▶ WHAT TO DO: Print out the material that follows word for word.

▶ ENTRIES SUPPLIED:
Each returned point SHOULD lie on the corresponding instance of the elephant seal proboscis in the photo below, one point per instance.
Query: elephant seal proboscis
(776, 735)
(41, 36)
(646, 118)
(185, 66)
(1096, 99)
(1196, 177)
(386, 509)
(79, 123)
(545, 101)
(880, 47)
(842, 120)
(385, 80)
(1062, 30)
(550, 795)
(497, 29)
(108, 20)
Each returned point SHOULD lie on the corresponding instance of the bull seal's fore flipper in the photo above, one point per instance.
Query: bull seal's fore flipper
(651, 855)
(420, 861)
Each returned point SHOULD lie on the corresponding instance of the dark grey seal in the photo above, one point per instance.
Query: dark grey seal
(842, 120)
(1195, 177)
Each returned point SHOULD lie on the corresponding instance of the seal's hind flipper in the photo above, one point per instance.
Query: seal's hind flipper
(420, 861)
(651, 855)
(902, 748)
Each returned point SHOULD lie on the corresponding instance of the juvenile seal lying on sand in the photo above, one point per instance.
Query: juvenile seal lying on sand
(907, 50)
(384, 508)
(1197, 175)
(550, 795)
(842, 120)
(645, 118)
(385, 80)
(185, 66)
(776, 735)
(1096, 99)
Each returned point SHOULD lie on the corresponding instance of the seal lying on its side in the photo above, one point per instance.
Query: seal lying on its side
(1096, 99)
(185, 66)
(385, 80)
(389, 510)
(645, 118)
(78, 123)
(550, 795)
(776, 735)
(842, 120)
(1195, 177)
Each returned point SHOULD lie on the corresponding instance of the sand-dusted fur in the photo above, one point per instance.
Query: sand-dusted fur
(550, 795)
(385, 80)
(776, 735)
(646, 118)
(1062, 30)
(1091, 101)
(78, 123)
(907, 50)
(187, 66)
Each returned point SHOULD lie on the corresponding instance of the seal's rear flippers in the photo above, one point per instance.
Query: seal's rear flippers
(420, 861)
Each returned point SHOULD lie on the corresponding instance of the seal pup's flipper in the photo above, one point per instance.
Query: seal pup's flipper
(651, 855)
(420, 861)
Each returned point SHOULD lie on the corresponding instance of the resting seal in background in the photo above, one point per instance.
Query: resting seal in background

▶ PROBLEM SOLUTION:
Each returned point SHOULD lie on the corresponding instance of the elephant seal proboscis in the photo below, one point per instance.
Query: elephant seal proboscis
(776, 735)
(41, 36)
(646, 118)
(185, 66)
(1096, 99)
(1196, 177)
(386, 509)
(79, 123)
(545, 101)
(880, 47)
(842, 120)
(385, 80)
(1062, 30)
(550, 795)
(497, 29)
(108, 20)
Each returned point SHOULD lie on the corresponding instance of the bull seal's fore flipper in the photo above, one point per instance.
Query: bull seal's fore flipper
(651, 855)
(420, 861)
Each returned point SHOULD lie on the corresponding instance of the dark grey seal in the photo above, one point per instance.
Query: dark grey seal
(842, 120)
(1195, 177)
Each returned point SHOULD lie on the corresponding instance of the seal's hind flipper in the photo above, one point per instance.
Query: seal's hind flipper
(420, 861)
(651, 855)
(902, 748)
Each returned point SHOULD lie on the corresponding instance of the juvenile seal lying on sand in the photo above, one point per instance.
Query: juvenile seal lying on sand
(907, 50)
(384, 508)
(1197, 175)
(550, 795)
(842, 120)
(645, 118)
(385, 80)
(185, 66)
(776, 735)
(1096, 99)
Each returned point SHOULD lie on the corresponding instance of the seal lying on its side in the photo above, one point per instance.
Query: seal lying on its side
(1096, 99)
(185, 66)
(385, 80)
(389, 510)
(645, 118)
(78, 123)
(550, 795)
(776, 735)
(842, 120)
(1195, 177)
Each returned point SHOULD lie on the corresponding instance of the sand-dusted fur in the photo above, one point per instance.
Query: sand-dusted fur
(550, 795)
(385, 80)
(776, 735)
(646, 118)
(1062, 30)
(1091, 101)
(78, 123)
(907, 50)
(187, 66)
Each returned point SHOULD lie on the corresponding instance of the seal's rear flippers in the photo above, one point per instance.
Query: seal's rear flippers
(420, 861)
Each returned point SHOULD lie on the corresponding instance of the seal pup's flipper in the photo above, one point per instance.
Query: seal pup's flipper
(651, 855)
(420, 861)
Each returned point SHOULD lie on the corresponding instance of the resting seal in background in the photo above, one point per instance.
Query: resting seal in background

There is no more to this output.